I can see why someone like Donna Brazile might prefer the narrower perspective that focuses entirely on Trump while relegating Biden’s doings to the margins of consciousness:

“We’re basically creating a political story, which right now is undermining Joe Biden, when I do believe the real focus should be getting the substance of the complaint out to the American people as soon as possible,” she said.

Donna Brazile gets paid to think like that–or put somewhat differently, to avoid the thoughts that permit her to think like that. Those of us who make our living in other ways might have a different focus. We might want to ask broader questions about the conduct of American foreign policy, among them why it is that those who run it, Democrat or Republican, operate on the hubristic premise that American interference in other countries is really foreign interference in America.

Interestingly enough, it isn’t–in case you were wondering.  This fact, both elementary and elemental, serves as a  useful starting point into what, in fairness, ought to be called the Trump-Biden-Ukraine controversy (the Bidens rather obviously being at the center of it). To what extent, if any, ought we to be interfering in the operation of other countries’ political systems? It’s a neutral question consistent with a wide variety of answers. Answering it is about as close as we’re ever going to come to blowing the whistle on American foreign policy–the only whistle in the vicinity worth blowing.

*Work to complete*.
In the passage on the Trump-Biden-Ukraine controversy, what does Donna Brazile say the real focus should be?

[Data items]
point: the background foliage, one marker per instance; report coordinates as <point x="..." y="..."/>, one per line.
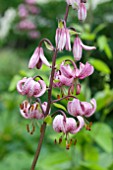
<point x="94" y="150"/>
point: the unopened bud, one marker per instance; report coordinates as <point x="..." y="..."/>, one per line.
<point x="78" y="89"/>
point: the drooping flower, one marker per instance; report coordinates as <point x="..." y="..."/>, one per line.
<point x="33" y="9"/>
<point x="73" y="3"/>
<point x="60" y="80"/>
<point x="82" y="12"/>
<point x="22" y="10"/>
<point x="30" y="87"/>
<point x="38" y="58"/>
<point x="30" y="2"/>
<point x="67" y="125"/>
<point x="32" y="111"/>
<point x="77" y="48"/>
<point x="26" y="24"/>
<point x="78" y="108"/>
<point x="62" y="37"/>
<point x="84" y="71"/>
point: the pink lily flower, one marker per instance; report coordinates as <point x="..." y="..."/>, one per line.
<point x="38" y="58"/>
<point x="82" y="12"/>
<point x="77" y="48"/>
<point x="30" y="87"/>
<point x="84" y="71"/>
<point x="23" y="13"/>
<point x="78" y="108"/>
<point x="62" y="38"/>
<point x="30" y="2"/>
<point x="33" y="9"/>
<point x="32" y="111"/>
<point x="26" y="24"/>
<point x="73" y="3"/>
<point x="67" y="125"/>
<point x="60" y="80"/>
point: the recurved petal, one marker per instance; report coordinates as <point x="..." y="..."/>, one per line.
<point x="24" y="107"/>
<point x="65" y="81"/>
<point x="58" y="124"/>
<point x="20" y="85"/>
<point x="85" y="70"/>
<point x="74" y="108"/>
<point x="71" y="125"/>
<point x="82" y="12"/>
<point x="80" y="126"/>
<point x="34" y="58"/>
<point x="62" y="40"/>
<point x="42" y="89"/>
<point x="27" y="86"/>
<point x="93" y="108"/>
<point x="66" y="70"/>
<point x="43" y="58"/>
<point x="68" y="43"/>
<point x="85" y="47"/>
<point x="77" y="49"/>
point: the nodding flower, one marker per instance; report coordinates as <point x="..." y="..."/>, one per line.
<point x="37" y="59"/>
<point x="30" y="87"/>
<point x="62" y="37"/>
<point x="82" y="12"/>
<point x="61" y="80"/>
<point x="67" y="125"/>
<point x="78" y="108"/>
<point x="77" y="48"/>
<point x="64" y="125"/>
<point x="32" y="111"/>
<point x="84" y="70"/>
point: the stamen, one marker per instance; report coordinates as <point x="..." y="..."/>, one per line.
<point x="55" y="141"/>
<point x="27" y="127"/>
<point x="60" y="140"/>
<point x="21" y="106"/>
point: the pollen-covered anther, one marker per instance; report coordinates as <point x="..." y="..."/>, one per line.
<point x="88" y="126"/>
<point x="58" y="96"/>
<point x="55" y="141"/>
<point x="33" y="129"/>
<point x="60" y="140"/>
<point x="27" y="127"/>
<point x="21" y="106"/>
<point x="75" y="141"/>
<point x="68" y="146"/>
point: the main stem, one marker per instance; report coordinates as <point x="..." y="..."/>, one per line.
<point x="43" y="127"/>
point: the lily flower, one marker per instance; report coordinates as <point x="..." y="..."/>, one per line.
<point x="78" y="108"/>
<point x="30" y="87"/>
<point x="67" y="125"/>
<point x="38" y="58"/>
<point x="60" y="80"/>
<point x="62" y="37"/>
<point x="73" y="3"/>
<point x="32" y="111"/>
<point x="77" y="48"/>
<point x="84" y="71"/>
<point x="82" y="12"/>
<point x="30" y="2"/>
--
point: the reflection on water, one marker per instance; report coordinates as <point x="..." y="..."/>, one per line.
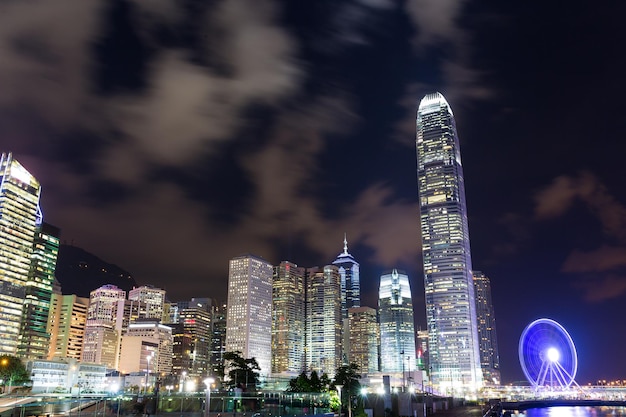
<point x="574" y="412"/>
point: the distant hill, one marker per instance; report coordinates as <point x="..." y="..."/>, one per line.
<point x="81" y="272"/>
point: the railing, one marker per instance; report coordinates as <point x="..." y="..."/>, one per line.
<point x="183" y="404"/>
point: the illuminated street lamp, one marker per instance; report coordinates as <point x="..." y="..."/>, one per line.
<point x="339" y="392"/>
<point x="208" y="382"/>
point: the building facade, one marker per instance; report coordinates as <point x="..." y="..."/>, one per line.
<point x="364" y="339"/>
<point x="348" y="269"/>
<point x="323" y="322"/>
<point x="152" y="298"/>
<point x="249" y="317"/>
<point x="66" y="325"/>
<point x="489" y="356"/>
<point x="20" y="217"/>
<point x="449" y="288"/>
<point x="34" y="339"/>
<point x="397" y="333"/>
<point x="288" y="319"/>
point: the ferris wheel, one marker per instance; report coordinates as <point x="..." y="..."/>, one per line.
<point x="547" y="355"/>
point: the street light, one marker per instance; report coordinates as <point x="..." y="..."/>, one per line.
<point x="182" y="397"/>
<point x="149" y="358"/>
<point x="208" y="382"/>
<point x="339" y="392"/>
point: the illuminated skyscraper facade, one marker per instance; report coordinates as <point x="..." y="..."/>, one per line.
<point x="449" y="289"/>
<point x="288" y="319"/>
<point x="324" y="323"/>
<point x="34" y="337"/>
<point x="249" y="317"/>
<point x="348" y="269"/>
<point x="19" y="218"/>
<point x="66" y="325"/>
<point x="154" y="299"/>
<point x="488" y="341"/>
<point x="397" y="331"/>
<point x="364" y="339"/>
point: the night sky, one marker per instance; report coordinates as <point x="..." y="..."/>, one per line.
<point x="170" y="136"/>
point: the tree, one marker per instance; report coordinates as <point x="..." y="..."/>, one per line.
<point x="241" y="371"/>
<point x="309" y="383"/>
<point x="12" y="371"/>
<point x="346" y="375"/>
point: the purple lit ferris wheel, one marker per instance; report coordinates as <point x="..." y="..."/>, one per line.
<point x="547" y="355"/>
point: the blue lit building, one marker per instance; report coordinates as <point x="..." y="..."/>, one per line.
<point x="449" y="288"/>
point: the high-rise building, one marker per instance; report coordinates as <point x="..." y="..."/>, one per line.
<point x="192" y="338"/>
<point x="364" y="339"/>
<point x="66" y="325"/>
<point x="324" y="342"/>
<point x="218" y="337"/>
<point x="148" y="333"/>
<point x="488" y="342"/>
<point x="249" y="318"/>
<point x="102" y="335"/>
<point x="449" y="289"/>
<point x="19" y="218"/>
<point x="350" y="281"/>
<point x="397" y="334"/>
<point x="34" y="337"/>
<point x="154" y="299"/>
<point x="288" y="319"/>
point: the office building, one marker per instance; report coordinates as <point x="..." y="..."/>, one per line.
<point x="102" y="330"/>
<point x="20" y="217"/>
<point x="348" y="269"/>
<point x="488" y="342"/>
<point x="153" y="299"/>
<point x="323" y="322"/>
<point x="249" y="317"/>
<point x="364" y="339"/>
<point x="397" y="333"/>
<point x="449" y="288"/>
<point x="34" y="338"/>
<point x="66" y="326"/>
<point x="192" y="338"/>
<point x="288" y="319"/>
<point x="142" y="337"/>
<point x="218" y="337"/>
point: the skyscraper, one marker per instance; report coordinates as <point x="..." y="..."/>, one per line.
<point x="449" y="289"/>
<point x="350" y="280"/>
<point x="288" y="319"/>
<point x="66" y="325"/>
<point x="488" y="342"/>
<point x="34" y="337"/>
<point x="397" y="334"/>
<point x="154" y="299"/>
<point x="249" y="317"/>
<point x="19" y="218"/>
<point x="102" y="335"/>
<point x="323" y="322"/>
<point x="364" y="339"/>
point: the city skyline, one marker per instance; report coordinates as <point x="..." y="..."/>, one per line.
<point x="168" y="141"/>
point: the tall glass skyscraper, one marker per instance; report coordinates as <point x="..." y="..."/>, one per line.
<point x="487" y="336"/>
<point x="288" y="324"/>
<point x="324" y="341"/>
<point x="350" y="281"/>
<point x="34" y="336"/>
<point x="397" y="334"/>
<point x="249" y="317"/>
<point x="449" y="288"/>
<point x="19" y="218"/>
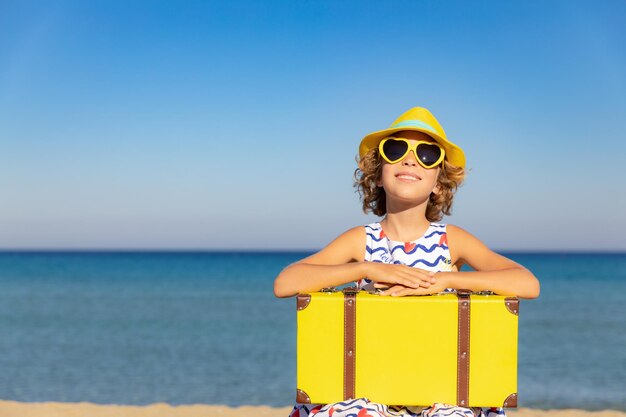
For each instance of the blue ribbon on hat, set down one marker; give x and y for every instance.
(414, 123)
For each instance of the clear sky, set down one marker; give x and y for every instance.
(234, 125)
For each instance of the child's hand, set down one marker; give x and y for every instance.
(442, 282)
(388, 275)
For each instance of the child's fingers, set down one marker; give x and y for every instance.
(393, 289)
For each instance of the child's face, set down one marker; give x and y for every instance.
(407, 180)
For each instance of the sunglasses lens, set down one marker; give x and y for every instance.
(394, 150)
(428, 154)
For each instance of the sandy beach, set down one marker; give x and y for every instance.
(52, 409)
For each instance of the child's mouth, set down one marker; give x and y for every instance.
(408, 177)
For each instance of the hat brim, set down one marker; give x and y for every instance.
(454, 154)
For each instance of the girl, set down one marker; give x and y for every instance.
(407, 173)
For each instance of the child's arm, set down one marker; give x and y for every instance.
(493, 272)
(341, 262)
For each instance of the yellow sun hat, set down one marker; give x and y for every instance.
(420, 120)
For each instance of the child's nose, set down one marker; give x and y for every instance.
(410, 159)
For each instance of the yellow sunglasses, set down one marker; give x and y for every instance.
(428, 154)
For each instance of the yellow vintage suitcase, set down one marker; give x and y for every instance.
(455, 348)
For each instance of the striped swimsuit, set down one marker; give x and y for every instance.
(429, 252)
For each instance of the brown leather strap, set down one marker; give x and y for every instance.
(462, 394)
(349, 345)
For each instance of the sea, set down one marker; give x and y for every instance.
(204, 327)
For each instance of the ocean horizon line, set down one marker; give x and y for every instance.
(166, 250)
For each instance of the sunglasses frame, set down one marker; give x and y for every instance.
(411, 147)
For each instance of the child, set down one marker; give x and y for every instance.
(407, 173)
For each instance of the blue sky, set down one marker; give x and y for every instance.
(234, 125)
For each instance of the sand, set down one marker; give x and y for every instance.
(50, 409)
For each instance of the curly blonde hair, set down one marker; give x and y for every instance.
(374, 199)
--
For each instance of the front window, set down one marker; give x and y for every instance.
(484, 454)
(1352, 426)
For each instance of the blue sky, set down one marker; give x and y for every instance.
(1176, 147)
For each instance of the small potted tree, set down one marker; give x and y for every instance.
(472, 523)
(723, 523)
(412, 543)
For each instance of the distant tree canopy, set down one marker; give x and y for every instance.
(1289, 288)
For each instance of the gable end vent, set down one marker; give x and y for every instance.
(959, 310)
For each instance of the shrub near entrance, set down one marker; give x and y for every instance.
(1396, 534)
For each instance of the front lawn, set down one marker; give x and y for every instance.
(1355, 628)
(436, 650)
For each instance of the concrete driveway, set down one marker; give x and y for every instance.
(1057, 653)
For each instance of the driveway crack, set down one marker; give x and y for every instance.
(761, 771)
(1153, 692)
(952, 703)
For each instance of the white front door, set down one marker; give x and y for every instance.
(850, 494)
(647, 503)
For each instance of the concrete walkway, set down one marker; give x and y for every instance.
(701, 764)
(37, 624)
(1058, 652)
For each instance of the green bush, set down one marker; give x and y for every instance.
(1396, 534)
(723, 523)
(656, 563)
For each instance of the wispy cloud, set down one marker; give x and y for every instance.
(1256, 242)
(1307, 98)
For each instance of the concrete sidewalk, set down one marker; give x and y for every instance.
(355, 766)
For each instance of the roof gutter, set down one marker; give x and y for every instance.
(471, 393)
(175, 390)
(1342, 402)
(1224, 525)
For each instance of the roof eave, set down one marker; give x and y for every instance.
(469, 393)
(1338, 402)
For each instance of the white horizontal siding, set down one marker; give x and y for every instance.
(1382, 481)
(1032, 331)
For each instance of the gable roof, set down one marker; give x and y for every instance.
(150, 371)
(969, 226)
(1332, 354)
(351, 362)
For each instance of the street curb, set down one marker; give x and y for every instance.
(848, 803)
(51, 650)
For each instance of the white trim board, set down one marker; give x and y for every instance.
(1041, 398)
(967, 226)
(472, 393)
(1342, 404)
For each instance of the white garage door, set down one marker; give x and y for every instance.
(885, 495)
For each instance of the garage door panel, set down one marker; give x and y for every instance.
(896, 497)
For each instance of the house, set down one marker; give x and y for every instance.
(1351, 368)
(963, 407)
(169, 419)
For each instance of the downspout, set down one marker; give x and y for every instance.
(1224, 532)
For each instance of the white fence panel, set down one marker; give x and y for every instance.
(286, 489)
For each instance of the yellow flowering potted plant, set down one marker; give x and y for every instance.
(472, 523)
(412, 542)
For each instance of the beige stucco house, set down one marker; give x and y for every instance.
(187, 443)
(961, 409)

*Problem solution*.
Getting the substance of the complaint out to the American people as soon as possible.